=== ROWS ===

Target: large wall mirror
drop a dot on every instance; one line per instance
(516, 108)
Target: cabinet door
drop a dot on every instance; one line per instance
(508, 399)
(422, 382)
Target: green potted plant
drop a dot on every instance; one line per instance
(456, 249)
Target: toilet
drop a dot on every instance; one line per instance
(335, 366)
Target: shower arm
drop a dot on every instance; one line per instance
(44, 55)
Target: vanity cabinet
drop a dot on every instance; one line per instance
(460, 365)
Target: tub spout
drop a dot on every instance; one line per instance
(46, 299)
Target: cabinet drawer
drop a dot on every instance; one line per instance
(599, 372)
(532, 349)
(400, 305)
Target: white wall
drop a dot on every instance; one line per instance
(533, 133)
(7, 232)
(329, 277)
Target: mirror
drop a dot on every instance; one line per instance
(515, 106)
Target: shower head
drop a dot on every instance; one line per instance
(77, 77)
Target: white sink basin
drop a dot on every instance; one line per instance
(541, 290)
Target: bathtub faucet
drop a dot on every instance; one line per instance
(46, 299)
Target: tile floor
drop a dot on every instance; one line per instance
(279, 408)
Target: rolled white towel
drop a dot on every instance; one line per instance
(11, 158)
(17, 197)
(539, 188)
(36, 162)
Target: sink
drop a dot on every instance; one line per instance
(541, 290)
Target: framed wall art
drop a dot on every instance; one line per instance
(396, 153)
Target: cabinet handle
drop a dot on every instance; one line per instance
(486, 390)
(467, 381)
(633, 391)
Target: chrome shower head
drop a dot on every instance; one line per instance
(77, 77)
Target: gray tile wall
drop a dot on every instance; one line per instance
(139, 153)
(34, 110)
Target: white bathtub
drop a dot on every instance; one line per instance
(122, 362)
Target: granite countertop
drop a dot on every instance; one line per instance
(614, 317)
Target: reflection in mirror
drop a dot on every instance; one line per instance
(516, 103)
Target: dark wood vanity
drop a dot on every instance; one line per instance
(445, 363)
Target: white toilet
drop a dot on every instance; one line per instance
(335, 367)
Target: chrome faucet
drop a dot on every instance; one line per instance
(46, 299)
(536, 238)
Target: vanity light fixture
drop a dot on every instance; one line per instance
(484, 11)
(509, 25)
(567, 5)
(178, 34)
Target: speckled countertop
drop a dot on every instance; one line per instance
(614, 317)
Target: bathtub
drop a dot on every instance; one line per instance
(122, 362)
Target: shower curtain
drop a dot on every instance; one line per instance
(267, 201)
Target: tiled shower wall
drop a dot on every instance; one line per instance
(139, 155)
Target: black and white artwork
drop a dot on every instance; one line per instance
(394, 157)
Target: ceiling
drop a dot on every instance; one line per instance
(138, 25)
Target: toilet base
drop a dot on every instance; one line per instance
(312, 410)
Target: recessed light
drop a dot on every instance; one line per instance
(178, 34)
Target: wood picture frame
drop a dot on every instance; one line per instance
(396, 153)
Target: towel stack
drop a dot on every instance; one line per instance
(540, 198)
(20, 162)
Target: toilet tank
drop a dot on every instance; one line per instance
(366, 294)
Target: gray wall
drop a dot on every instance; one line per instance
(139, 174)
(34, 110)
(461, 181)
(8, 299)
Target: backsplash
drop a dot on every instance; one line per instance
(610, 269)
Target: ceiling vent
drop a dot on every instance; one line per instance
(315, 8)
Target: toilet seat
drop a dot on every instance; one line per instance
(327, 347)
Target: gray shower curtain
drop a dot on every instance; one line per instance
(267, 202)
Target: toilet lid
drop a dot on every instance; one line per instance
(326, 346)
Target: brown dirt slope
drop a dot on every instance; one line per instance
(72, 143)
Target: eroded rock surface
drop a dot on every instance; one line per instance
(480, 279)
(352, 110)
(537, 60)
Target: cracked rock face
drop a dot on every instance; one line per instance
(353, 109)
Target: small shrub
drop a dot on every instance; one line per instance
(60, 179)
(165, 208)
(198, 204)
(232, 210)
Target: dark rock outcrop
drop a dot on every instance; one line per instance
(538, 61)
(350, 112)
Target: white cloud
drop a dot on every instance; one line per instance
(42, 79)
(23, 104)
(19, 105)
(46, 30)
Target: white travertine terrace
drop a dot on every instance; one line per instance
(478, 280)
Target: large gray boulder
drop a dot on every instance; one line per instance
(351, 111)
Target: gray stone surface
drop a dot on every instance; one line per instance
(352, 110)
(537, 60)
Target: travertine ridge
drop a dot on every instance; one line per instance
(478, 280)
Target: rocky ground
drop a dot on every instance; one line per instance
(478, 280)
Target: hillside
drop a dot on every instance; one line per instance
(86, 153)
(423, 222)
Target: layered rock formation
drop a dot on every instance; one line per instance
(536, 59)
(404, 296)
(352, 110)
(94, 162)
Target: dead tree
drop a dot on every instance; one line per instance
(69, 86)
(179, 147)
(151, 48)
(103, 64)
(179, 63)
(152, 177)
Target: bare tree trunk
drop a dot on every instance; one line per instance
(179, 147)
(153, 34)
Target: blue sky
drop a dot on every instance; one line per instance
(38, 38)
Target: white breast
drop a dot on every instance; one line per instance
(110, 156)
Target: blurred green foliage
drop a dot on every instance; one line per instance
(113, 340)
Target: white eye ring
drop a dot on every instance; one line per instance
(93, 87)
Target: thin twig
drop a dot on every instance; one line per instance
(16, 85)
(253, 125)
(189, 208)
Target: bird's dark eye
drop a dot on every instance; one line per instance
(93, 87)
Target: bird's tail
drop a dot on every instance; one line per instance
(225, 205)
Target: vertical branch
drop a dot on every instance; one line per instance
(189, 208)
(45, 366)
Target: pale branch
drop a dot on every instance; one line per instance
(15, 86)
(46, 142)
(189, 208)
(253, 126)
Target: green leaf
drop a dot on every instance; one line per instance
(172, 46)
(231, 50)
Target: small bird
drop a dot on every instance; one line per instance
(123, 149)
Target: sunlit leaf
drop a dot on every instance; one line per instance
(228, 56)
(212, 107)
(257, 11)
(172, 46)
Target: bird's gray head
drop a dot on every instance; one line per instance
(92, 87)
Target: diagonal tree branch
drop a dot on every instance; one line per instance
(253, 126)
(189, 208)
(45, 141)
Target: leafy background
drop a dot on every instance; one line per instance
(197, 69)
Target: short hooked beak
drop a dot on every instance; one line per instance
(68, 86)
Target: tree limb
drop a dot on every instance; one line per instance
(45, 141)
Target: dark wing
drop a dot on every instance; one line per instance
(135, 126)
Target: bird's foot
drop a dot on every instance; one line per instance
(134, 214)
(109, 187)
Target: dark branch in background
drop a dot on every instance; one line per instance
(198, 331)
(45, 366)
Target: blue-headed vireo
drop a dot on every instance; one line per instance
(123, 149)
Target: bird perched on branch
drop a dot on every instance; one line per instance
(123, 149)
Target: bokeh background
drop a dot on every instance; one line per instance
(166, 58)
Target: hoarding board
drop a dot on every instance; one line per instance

===

Starting at the line that contains "Target: dark wing", retype each line through the end of the listing above and nothing else.

• REPLY
Target: dark wing
drop a dot on every instance; one line per instance
(135, 126)
Target: bird's foot
drop a dot on every instance; one line per instance
(134, 214)
(109, 187)
Target: dark branch in background
drop a dot on every instance; one line per instance
(198, 331)
(45, 366)
Target: blue-headed vireo
drop a dot on every instance; one line per instance
(123, 149)
Target: bird perched on branch
drop a dot on every instance; one line per instance
(123, 149)
Target: bokeh background
drop a dot on every instance; one line per instance
(166, 58)
Target: hoarding board
drop a dot on every instance; one line per instance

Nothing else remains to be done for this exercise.